WHAT YOU NEED TO DO: Read through the entries below and return each line with the word "knit".

INFORMATION GIVEN:

========

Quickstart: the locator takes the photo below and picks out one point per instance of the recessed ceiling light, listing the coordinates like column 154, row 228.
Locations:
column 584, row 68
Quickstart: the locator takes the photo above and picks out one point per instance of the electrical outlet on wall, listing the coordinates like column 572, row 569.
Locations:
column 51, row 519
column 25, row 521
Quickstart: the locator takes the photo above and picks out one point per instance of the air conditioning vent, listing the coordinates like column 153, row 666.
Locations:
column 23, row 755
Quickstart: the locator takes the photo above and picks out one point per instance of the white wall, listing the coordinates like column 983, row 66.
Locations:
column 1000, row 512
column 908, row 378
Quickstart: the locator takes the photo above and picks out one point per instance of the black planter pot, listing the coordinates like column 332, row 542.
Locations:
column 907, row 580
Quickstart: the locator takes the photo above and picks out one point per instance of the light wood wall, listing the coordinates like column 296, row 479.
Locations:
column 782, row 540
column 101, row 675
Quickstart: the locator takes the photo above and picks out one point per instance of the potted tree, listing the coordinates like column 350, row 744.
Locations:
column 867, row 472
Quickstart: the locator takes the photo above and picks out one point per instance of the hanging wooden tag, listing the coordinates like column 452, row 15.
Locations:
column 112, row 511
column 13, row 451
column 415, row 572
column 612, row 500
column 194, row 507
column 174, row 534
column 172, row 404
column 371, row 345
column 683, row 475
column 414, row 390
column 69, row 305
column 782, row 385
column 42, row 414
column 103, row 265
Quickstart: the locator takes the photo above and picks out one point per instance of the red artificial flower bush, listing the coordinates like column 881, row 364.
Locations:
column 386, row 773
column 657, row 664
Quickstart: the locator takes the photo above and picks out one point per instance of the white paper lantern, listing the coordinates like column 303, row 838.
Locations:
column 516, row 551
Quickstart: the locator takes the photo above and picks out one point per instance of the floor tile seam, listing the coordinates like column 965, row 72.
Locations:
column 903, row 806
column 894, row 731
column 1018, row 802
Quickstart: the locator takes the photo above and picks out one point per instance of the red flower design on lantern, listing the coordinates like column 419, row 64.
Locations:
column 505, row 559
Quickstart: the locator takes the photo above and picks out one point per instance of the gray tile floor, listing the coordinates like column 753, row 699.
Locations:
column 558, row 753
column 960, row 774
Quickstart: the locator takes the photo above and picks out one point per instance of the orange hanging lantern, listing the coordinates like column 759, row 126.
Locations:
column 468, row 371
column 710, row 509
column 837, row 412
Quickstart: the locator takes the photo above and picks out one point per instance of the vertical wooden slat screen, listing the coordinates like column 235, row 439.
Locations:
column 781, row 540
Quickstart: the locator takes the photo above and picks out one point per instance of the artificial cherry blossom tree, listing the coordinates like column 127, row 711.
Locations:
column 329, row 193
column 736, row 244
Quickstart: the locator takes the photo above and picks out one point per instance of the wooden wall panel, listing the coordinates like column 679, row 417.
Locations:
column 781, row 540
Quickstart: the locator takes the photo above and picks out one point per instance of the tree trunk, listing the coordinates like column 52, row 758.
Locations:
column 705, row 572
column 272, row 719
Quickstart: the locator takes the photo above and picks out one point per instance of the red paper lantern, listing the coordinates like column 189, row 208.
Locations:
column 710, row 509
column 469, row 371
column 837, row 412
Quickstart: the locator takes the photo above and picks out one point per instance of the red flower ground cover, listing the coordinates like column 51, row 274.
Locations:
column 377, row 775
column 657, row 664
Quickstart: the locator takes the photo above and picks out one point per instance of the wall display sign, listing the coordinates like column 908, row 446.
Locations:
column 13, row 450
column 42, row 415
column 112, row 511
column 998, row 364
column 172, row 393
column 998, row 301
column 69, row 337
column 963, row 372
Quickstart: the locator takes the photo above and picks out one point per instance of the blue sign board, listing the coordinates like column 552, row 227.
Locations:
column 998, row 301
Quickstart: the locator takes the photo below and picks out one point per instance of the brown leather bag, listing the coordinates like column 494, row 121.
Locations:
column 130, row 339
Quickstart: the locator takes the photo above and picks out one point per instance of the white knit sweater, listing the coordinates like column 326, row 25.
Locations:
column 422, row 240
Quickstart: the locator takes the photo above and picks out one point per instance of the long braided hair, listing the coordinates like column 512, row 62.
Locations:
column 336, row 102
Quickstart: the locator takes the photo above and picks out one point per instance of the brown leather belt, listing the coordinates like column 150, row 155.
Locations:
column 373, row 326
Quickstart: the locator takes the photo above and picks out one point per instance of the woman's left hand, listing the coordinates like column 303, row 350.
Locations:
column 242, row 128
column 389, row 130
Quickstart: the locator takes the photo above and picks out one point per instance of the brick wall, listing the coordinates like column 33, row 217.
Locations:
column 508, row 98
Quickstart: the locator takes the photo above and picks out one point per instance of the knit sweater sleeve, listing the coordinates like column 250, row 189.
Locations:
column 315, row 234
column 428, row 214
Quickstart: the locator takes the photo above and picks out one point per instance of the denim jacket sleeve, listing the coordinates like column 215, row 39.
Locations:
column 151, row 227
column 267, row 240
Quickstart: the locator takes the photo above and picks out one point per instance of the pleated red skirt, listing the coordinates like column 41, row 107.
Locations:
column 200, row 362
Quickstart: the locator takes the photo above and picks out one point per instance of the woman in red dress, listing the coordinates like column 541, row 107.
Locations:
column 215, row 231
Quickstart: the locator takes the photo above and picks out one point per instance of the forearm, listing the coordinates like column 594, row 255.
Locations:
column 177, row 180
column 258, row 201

========

PROBLEM SOLUTION:
Quickstart: the locator takes the photo above and picks out one point per instance of the white knit sweater, listing the coordinates like column 326, row 25.
Quickstart: the locator takes the photo above and picks out one point per instance of the knit sweater sleeve, listing the coordinates like column 250, row 189.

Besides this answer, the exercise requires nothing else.